═══ Supplied records

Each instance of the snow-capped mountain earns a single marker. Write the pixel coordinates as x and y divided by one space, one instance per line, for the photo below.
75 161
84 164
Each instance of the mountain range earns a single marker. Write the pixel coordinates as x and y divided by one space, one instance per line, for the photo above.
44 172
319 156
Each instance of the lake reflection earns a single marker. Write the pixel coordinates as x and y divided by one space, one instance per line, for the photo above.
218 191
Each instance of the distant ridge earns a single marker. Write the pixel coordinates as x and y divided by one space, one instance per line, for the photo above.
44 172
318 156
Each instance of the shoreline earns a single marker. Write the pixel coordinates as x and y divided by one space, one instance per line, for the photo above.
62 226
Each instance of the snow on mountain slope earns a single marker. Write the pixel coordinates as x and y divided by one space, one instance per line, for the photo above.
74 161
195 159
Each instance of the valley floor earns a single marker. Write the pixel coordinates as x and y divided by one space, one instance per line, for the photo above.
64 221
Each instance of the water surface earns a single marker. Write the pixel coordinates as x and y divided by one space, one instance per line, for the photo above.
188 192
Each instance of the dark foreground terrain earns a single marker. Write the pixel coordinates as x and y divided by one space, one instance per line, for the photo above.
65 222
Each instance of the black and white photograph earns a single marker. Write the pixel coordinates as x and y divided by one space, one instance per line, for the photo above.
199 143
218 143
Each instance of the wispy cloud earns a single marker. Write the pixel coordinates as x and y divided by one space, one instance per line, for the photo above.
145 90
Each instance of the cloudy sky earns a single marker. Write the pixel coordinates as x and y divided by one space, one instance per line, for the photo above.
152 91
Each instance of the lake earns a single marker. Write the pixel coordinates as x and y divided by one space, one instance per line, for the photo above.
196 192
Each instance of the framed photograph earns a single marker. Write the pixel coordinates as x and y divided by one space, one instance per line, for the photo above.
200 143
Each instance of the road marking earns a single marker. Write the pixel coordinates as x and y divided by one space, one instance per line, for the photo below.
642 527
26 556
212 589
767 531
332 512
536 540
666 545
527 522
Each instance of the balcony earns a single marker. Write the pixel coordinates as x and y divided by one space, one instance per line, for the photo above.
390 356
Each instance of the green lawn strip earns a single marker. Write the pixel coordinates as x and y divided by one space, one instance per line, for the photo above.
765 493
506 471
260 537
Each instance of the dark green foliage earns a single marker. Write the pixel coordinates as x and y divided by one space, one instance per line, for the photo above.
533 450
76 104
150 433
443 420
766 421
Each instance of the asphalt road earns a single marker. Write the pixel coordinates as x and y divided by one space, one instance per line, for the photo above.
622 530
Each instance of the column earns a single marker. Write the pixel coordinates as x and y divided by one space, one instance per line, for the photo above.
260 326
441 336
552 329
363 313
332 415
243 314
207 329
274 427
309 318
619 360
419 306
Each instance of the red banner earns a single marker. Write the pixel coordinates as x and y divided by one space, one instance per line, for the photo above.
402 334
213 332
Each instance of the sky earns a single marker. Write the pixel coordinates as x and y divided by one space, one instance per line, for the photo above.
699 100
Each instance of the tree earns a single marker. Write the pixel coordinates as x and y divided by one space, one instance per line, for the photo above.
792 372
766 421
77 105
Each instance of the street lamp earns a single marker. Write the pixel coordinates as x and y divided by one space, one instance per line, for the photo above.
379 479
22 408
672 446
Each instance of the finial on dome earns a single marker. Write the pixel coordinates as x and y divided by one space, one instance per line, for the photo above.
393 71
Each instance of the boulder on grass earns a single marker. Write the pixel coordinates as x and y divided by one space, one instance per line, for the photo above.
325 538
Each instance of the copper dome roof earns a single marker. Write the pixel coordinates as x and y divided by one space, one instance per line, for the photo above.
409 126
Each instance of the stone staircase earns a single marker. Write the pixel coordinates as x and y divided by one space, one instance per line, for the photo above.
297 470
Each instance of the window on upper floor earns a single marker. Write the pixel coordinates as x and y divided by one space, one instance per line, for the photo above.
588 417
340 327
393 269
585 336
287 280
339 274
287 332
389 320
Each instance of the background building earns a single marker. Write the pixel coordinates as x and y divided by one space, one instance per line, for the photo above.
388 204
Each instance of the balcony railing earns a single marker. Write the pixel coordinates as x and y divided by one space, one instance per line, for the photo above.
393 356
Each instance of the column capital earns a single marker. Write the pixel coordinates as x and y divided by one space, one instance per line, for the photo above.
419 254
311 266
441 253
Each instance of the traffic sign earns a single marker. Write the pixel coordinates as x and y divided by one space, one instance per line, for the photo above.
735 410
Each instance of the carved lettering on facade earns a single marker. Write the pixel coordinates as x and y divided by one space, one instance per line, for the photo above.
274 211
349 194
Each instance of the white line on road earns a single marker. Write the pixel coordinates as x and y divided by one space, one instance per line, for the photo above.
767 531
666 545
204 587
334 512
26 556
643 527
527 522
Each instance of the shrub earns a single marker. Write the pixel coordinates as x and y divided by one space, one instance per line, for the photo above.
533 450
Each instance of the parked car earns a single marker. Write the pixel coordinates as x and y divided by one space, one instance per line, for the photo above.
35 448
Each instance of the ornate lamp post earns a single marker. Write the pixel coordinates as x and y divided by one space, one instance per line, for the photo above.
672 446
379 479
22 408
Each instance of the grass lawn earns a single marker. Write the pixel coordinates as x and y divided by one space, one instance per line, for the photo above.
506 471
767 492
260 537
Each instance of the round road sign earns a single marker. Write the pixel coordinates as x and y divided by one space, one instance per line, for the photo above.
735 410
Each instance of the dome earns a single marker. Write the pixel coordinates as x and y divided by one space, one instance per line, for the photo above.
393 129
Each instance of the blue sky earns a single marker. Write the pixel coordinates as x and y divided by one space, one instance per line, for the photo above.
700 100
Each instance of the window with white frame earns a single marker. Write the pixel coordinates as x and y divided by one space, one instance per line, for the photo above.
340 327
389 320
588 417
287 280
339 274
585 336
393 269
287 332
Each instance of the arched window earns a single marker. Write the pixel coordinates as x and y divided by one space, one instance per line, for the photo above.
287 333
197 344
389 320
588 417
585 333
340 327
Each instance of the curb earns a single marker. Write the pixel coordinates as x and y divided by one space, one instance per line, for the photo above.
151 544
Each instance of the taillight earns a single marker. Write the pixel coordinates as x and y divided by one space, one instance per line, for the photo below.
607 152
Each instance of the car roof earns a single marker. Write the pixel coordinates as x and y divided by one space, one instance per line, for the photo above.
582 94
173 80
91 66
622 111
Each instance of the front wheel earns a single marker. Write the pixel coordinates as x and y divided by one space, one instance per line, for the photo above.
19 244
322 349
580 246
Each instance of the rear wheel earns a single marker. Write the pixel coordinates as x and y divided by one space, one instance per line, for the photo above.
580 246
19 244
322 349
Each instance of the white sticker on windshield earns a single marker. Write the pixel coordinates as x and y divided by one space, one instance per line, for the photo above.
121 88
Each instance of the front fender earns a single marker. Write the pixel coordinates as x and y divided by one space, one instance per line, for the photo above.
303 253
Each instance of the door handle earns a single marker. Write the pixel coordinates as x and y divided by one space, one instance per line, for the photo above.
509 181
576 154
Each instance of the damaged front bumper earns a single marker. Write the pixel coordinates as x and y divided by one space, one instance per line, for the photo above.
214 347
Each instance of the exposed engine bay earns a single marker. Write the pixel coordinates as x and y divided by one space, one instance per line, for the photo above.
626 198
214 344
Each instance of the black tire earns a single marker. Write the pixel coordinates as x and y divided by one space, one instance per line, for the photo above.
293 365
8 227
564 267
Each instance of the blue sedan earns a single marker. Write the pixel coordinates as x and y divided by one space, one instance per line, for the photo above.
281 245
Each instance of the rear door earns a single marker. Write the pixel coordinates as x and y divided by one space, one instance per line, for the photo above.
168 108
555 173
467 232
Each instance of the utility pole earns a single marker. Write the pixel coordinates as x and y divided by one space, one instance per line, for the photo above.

══════

Assignment => The answer must be the full listing, written out word for word.

Answer box =>
Each instance of the snow-capped mountain earns a single marker. Write the pixel coordinates as x and y divided by one space, one instance per line, for the photo below.
75 161
84 164
Each instance of the mountain range earns a single marker. Write the pixel coordinates as x and y divided by one space, one instance per line, for the photo above.
44 172
319 156
Each instance of the lake reflection earns a single marker. Write the pixel coordinates as x and y divided by one space, one instance per line, for the photo above.
218 191
Each instance of the distant ridge earns a single marker. Write the pixel coordinates as x and y divided by one space, one instance per line, for the photo above.
44 172
318 156
Each instance of the shoreline earns a single marker. Write the pixel coordinates as x and y divided by one space, one instance per line, for the photo above.
62 226
Each instance of the snow on mountain slope earns a single marker. Write the pixel coordinates as x and y divided by one space, one instance per line, for the photo above.
74 161
195 159
Each instance of the valley floor earns a single marker. Write the pixel coordinates as x and y divided by one space, one instance per line, for the photo above.
64 221
Each instance of the water surface earns a single marker. Write the pixel coordinates as x and y divided by one space, one instance per line, for the photo above.
188 192
Each instance of the dark foreground terrain earns a single marker. Write the pixel coordinates as x and y divided by one space, one instance per line, for the photo above.
65 222
Each instance of the black and white photograph earns a single marker. Write the pixel coordinates as x and y divided by one space, one instance per line, for the photo above.
199 143
218 143
Each instance of the wispy cloud earns a single marker. Write the pixel coordinates as x and y divided by one space, one instance per line, for the photo above.
145 90
Each instance of the cloudy sky earns a single marker. Write the pixel coordinates as x and y divided by one space, one instance per line, for the photo above.
152 91
Each instance of the lake earns a single marker. Write the pixel coordinates as x and y divided by one space, one instance per line, for the photo above.
196 192
Each instance of the framed photograph earns a single marker. Write the pixel coordinates as x and y divided by one space, one instance per line, for the photo above.
200 143
Each instance of the road marking earns a single marker. Write the pixel coordinates as x and y divided by one space, one instance per line, for the photo below.
642 527
26 556
212 589
767 531
332 512
536 540
666 545
527 522
Each instance of the balcony earns a single marker. Write the pixel coordinates as x and y divided by one space, one instance per line, for the photo above.
390 356
Each instance of the green lawn strip earns a single marker. Write the pixel coordinates as x and y divided by one space, one instance per line, for the photo above.
765 493
506 471
260 537
Each instance of the dark green foliage earns a single marker. Write the pixel coordinates as x and y divided by one space, one instance per line, for the photo above.
533 450
76 104
150 433
443 420
766 421
Each instance of the asphalt road earns a single marker. Write the pixel coordinates as x and y divided by one space, one instance per line, for the photo above.
622 530
Each instance of the column earns a single marker. Write the pixel coordinates as x and y divided by one space, one instance per line, for the photo above.
260 326
441 336
552 329
363 313
332 415
243 314
207 329
274 427
309 318
619 360
419 306
Each instance of the red banner earns a single marker. Write the pixel coordinates as x and y divided by one space, one instance per line, for the photo above.
402 334
213 332
Each instance of the sky earns a single marker. Write the pixel coordinates as x and y divided by one space, one instance per line, for the photo above.
699 100
Each instance of the tree earns a single marker. Write the pixel coordinates as x and y divided by one space, one instance per line, for the photo above.
792 372
766 421
77 105
Each instance of the street lamp earns a single marker. Write the pixel coordinates as x and y divided by one space, one instance per line, for the photo above.
379 479
22 408
672 446
Each instance of the finial on dome earns a single marker. Write the pixel coordinates as x and y divided by one space, one instance per line, for the photo above.
393 71
Each instance of the boulder on grass earns a single marker. Write the pixel coordinates as x and y divided by one space, one instance per line, for the photo above.
325 538
Each instance of the copper dome roof earns a single marker. Write the pixel coordinates as x and y divided by one space, one instance per line, for the photo above.
409 126
Each instance of the stone staircase earns a single marker. Write the pixel coordinates as x and y divided by one space, one instance per line, for the photo above.
297 470
Each instance of the window on upper floor earns a single marker. Write the pixel coordinates as x and y divided by one space, one instance per line, for the photo above.
588 417
340 327
393 269
585 336
287 280
339 274
287 332
389 320
Each instance of the background building earns a single marker. Write the pixel coordinates as x and y divided by one space, one instance per line, for the photo above.
388 204
Each instance of the balcony railing earns a single marker. Write the pixel coordinates as x and y divided by one space, one instance per line, for the photo above.
393 356
Each instance of the column capital earns a single marker. Write the pixel coordinates as x and y divided by one space, one instance per line, for the photo above.
419 254
311 266
441 253
Each instance of the traffic sign earns a single marker. Write the pixel coordinates as x and y divided by one space, one instance per line, for the photo above.
735 410
Each instance of the carved lettering on facade earns a single marker. Write the pixel coordinates as x and y divided by one space, one instance per line, for the photo above.
274 211
349 194
Each instance of the white line on road earns a single marker. Write the pixel coordinates as x and y divided by one space, one instance per line, for the photo above.
767 531
666 545
204 587
334 512
26 556
643 527
527 522
Each instance of the shrub earns a single marker. Write the pixel coordinates as x and y divided by one space, one instance per line, for the photo above.
533 450
Each instance of the parked car earns a single marker. Write the pixel coordinates as x and y divided by one space, one instance per line, for the photo above.
35 448
Each instance of the ornate lamp post earns a single marker. Write the pixel coordinates as x and y divided by one space, one instance per line, for the photo above.
672 446
379 479
22 408
Each instance of the grass lawn earns a single marker. Write the pixel coordinates as x and y divided by one space, one instance per line, for the photo above.
506 471
767 492
260 537
Each instance of the round road sign earns a single marker. Write the pixel coordinates as x and y divided by one space, one instance per line, for the photo above.
735 410
Each instance of the dome earns a single marker. Write the pixel coordinates as x and y divided by one space, one instance per line, for the photo above.
393 129
Each instance of the blue sky earns a single marker. Write the pixel coordinates as x and y divided by one space, one instance per line, for the photo above.
700 100
Each instance of the window with white frame earns a single marker. Write the pixel coordinates as x and y divided by one space, one instance per line, for the photo above.
340 327
389 320
588 417
287 280
339 274
585 336
393 269
287 332
Each instance of the arched window earns a single marker. Write the pixel coordinates as x and y divided by one space, one instance per line, for the photo above.
287 333
197 344
389 320
588 417
585 333
340 327
Each instance of the curb earns a single marker. Write the pixel coordinates as x and y divided by one space, one instance per line, for the photo above.
151 544
Each instance of the taillight earns a single marker. Write the pixel coordinates as x and y divided by one space, one instance per line, for the photo below.
607 152
Each instance of the car roof earns a single marker. Write the pixel coordinates as x and y divided by one space, one instance per line, for the photo above.
582 94
173 80
91 66
622 111
Each instance of the front wheel earns a single marker. Write the pixel coordinates as x and y divided by one space, one instance per line, for the photo above.
19 244
322 349
580 246
Each instance of the rear wheel earns a single marker. Write the pixel coordinates as x and y divided by one space, one instance per line, for the photo above.
580 246
19 244
322 349
Each instance of the white sticker on windshield earns a single marker. Write the pixel coordinates as x and y divided by one space, one instance per line, for the photo above.
121 88
Each instance of the front fender earns a single marker. Write the pixel coordinates as x and y divided by one space, one instance per line, for the photo above.
303 253
Each instance of the door handle earns a single marker. Write the pixel coordinates as x and y divided by one space, one instance per line, for the photo above.
509 181
576 154
Each instance of the damaged front bumper earns a single marker. Write the pixel coordinates as x and y divided by one space, one instance per line, for the photo above.
214 347
Each instance of the exposed engine bay earns a single marker. Write the pixel coordinates as x and y divided by one space, one instance per line, for the photo above.
626 198
214 344
Each instance of the black tire earns a single marker. Write the pixel coordinates as x and y divided by one space, one instance per line, for the photo above.
293 365
8 227
564 267
Each instance of the blue sedan earns a single marker. Write the pixel coordinates as x and y divided by one space, one instance per line, for the photo above.
281 245
Each instance of the rear door earns a single marker. Write the pixel coordinates as x and y divided by one space, one instance per line, for the photo above.
168 108
555 173
467 232
Each instance of the utility pole earns a single marker. Write the pixel coordinates as x and y divided by one space, one instance per line, for the photo above.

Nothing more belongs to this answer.